Goal => Give back each line of the material below that contains the string "colorful"; case counts.

------------------------------------------------------------------------

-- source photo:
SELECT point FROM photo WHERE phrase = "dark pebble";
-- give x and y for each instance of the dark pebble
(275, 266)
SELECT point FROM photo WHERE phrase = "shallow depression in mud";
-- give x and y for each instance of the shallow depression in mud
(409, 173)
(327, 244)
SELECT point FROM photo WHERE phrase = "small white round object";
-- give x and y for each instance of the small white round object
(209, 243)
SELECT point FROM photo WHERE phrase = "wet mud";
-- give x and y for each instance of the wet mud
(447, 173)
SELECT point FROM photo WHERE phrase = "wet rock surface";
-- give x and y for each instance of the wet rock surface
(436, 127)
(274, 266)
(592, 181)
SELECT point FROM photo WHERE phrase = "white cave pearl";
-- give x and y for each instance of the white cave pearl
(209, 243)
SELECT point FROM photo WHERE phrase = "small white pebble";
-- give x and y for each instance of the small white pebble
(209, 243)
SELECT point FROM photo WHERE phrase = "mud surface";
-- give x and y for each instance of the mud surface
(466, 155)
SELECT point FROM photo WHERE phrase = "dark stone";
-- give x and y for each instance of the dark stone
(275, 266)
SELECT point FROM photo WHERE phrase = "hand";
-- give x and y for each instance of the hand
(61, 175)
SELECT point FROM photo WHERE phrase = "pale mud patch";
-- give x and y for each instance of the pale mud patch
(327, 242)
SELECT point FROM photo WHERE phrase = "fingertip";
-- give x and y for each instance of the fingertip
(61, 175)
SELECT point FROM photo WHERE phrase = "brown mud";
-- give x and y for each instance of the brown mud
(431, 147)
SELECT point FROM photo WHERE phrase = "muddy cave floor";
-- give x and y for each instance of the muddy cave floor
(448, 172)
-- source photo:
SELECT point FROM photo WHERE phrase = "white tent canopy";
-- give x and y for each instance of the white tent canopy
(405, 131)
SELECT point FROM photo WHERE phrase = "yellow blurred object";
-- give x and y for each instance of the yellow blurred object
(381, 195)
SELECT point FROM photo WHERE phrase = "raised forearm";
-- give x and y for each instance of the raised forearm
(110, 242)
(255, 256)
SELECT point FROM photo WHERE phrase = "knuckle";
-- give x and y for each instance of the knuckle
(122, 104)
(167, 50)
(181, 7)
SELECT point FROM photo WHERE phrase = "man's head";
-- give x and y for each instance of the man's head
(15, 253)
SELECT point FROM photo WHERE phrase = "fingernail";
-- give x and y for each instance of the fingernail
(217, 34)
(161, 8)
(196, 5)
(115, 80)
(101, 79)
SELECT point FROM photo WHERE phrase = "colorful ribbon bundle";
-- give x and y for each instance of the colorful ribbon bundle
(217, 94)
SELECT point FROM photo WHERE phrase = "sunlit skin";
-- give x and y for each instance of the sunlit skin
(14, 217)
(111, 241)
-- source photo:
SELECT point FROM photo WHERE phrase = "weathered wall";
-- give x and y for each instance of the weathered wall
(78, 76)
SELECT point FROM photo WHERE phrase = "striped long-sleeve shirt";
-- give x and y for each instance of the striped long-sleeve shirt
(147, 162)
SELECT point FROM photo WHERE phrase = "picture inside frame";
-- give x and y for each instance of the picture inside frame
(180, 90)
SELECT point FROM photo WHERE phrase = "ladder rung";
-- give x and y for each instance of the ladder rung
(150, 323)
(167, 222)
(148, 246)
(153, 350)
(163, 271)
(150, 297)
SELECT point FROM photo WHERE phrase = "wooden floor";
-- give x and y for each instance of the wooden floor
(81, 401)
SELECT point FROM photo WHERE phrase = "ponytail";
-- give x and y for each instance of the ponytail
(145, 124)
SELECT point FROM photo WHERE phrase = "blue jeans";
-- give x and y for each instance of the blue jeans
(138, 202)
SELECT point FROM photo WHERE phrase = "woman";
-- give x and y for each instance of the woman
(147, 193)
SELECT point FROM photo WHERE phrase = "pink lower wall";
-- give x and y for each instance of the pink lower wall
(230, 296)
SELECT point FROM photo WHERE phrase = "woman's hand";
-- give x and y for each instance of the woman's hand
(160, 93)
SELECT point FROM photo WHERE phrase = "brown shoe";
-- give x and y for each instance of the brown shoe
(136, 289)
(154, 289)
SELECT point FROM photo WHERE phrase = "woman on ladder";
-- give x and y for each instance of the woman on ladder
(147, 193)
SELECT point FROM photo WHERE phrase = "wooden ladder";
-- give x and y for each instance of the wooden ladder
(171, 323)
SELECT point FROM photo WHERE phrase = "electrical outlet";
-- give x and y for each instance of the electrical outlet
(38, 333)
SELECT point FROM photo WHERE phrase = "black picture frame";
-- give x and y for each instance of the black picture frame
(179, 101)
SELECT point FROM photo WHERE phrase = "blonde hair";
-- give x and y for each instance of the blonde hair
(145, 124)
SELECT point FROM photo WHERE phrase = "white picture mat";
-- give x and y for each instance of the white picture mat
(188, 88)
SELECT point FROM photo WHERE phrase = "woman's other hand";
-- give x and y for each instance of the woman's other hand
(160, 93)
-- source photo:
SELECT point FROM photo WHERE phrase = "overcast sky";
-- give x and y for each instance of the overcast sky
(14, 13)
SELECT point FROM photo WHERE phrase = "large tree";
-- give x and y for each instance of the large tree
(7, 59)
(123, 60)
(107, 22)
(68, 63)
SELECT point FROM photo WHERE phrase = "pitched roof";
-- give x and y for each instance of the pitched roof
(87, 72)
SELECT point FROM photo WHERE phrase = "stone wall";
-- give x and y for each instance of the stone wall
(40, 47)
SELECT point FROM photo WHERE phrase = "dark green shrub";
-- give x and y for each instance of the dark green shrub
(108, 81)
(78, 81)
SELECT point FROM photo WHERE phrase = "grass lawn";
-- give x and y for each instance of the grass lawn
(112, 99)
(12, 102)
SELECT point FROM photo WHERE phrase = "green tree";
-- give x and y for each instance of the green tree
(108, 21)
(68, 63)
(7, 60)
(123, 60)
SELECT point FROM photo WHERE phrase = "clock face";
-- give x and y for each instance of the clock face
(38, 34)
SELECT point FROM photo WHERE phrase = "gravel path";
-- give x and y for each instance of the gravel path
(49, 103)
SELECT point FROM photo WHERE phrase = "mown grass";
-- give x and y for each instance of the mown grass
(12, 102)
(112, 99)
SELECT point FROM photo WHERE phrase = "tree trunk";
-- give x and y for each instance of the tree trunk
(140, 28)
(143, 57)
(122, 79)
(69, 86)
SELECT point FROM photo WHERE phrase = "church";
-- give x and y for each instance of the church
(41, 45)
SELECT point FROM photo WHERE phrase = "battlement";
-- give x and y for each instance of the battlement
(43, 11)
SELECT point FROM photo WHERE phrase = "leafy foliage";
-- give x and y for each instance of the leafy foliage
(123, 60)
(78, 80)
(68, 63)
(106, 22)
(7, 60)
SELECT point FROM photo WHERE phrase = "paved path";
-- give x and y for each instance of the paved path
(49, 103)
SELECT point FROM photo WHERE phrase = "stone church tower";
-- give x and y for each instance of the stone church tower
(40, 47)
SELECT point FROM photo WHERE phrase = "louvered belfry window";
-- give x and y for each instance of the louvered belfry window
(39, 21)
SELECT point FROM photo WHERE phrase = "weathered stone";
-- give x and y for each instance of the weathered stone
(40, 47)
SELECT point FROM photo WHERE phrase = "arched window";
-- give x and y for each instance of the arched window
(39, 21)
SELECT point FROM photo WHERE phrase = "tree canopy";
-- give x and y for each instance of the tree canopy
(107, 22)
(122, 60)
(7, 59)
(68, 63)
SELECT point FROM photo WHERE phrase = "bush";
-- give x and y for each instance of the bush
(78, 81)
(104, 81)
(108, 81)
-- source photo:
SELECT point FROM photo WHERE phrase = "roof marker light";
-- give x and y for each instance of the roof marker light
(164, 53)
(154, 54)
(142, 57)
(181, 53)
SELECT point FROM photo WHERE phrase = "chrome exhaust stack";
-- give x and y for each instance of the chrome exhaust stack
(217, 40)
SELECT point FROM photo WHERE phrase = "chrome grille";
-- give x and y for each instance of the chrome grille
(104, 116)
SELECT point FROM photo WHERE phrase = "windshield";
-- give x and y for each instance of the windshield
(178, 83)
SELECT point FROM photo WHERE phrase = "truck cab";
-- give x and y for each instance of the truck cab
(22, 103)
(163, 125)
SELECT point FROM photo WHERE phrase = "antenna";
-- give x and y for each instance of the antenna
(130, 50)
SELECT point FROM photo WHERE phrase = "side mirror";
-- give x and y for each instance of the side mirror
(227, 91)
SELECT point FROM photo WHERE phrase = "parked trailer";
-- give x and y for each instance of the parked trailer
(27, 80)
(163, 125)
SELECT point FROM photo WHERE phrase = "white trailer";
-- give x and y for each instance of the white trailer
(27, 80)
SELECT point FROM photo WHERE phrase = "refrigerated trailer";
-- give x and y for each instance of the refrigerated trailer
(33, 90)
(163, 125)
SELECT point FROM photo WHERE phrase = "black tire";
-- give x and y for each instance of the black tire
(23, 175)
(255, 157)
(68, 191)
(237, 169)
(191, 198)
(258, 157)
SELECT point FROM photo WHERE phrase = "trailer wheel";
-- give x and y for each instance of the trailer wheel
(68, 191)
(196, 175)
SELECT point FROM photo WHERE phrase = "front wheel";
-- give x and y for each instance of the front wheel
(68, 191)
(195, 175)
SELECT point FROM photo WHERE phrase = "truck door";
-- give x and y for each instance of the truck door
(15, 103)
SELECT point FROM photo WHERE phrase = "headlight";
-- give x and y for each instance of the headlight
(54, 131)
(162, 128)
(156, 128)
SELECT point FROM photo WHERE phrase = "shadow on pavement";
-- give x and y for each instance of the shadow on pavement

------------------------------------------------------------------------

Answer to the problem =>
SELECT point FROM photo WHERE phrase = "colorful ribbon bundle";
-- give x and y for each instance of the colorful ribbon bundle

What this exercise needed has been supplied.